PROBLEM DESCRIPTION: Gather every line of the listing below that contains the string "metal", and copy each one out. Match case exactly.

RAW DATA:

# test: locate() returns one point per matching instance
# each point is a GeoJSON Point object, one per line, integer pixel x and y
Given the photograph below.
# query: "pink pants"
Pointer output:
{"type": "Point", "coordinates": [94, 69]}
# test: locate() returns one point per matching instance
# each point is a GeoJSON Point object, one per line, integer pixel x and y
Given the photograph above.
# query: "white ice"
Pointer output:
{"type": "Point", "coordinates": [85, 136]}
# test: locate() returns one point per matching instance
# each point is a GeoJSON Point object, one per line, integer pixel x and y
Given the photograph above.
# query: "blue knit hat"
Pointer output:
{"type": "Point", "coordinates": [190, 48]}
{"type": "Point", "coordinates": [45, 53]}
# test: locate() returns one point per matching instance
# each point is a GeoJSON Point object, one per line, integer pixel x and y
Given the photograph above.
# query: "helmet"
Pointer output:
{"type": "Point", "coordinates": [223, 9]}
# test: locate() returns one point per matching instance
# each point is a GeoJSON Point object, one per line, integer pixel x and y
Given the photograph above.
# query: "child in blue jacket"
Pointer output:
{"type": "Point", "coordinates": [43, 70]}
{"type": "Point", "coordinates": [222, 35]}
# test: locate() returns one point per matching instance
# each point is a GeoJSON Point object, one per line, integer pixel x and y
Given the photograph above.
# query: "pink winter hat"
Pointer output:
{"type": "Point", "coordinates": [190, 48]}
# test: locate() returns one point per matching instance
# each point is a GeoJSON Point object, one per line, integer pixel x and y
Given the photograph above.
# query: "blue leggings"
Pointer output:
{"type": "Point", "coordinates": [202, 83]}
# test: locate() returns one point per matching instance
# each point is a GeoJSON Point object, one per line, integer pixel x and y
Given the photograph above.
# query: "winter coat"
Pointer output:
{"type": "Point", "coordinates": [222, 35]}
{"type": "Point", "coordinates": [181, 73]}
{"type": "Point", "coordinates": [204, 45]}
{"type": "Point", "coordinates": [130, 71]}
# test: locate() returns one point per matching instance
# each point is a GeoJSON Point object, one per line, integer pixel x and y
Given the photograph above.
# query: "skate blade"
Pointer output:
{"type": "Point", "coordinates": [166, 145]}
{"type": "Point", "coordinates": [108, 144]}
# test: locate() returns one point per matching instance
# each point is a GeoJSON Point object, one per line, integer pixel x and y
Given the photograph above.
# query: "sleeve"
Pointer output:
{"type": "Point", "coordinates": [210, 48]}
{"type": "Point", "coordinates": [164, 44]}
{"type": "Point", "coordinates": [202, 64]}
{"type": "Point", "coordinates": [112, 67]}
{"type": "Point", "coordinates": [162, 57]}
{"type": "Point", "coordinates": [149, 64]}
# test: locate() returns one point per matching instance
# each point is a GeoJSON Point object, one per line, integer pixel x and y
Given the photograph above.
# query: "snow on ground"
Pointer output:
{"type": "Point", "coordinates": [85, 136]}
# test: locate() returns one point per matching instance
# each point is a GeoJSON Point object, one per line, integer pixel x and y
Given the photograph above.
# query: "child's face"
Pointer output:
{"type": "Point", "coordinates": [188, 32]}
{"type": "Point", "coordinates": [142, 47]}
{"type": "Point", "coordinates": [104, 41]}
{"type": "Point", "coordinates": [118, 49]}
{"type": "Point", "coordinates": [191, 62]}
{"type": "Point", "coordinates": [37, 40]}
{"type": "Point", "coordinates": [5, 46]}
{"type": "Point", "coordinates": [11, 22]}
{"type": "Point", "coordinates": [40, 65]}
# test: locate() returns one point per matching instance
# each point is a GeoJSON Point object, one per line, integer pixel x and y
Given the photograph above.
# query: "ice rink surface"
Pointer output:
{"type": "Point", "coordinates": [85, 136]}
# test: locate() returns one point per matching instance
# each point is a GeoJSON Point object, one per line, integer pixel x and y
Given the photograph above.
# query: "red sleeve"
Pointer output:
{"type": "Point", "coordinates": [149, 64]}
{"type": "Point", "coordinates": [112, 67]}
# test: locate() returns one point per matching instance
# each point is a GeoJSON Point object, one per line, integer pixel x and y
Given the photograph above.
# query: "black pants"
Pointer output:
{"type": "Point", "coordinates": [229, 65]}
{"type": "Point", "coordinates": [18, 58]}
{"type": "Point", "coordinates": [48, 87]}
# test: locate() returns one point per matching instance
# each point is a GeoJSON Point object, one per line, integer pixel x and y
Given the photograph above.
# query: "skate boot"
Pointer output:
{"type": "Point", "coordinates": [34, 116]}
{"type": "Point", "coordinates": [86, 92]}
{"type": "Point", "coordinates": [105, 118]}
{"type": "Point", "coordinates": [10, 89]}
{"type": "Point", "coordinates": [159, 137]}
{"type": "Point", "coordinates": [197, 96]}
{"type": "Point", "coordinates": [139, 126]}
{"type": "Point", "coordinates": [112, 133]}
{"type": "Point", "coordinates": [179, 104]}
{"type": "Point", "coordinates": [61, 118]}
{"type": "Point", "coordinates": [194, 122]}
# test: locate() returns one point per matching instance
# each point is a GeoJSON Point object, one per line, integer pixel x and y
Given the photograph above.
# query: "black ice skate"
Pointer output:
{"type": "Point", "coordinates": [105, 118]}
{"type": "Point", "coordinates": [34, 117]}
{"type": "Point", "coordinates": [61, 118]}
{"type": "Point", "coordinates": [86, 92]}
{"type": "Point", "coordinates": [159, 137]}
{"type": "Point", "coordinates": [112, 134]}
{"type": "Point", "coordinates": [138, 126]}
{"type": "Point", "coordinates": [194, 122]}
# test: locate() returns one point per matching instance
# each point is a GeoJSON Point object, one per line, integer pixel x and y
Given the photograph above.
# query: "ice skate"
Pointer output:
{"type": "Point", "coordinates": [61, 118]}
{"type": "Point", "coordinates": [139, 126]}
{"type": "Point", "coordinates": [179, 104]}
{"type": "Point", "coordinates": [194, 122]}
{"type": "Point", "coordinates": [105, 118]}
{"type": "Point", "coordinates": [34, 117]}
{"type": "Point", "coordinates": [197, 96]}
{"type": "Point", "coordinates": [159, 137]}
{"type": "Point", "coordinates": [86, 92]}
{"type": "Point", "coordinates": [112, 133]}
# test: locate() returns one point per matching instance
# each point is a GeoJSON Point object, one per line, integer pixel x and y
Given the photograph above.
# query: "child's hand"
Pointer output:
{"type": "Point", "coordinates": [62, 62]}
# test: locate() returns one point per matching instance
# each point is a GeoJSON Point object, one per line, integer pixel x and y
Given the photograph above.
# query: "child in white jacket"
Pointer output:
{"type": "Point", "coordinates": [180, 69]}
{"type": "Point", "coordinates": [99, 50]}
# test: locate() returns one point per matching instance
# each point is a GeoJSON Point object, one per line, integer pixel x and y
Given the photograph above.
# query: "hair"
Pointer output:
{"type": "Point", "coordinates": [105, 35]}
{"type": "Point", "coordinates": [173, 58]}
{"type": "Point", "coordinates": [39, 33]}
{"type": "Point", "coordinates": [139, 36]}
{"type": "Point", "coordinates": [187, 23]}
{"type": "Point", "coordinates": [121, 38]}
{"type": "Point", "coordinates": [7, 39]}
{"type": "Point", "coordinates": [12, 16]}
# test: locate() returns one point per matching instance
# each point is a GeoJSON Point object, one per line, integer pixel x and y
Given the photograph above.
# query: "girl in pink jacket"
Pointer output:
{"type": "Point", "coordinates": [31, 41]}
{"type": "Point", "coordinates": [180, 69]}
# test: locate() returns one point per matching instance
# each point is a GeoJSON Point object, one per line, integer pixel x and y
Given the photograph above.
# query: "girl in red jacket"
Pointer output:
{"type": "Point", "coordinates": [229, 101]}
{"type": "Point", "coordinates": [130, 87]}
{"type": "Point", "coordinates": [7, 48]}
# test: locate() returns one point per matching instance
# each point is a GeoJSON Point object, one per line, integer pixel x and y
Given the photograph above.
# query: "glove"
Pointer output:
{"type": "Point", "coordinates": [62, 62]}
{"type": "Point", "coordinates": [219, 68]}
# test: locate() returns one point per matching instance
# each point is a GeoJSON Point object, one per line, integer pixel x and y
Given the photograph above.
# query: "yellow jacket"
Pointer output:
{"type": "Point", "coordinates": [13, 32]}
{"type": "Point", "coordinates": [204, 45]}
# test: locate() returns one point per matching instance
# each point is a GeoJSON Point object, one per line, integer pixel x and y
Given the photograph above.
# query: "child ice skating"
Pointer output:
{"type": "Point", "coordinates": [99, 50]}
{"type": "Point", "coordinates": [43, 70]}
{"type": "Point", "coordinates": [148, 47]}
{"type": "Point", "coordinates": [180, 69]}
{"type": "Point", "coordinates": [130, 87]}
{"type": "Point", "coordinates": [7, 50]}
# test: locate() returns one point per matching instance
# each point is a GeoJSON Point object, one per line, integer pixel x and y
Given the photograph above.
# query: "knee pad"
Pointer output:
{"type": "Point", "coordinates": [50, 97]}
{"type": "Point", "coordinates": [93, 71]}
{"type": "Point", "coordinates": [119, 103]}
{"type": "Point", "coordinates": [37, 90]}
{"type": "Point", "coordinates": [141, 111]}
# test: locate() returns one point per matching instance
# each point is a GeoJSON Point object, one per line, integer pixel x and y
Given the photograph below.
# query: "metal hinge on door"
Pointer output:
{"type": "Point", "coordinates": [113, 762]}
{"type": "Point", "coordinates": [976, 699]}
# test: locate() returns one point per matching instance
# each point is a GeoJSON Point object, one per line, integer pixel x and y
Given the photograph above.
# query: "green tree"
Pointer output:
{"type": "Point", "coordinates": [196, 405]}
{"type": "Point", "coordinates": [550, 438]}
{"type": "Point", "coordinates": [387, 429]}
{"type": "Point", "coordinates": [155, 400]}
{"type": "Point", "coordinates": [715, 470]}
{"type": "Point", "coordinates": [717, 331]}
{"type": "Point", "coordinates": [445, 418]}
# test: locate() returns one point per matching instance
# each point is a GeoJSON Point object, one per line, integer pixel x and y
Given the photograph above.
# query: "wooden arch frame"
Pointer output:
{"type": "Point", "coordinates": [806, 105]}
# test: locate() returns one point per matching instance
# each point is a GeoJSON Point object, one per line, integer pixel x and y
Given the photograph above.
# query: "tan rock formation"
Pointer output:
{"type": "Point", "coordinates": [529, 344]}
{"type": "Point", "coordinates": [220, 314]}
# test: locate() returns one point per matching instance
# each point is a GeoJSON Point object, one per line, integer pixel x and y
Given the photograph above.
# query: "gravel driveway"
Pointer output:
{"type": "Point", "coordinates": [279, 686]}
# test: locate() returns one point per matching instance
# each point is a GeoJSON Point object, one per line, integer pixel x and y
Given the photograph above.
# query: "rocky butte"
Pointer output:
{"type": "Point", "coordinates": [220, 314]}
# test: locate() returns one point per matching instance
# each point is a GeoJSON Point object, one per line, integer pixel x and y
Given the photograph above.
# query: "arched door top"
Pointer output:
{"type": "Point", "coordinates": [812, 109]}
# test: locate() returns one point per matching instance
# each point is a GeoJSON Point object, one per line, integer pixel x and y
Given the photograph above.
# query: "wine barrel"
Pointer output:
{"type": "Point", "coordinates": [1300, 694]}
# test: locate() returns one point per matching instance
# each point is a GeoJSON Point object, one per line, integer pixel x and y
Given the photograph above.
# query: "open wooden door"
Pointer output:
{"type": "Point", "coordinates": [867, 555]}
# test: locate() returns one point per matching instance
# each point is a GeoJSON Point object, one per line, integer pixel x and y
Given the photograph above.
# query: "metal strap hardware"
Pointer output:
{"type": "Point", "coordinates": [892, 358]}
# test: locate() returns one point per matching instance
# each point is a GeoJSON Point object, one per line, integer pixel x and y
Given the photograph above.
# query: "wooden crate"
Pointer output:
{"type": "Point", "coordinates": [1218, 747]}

RESPONSE TO THE TASK:
# query: "metal hinge on door"
# query: "metal strap hardware"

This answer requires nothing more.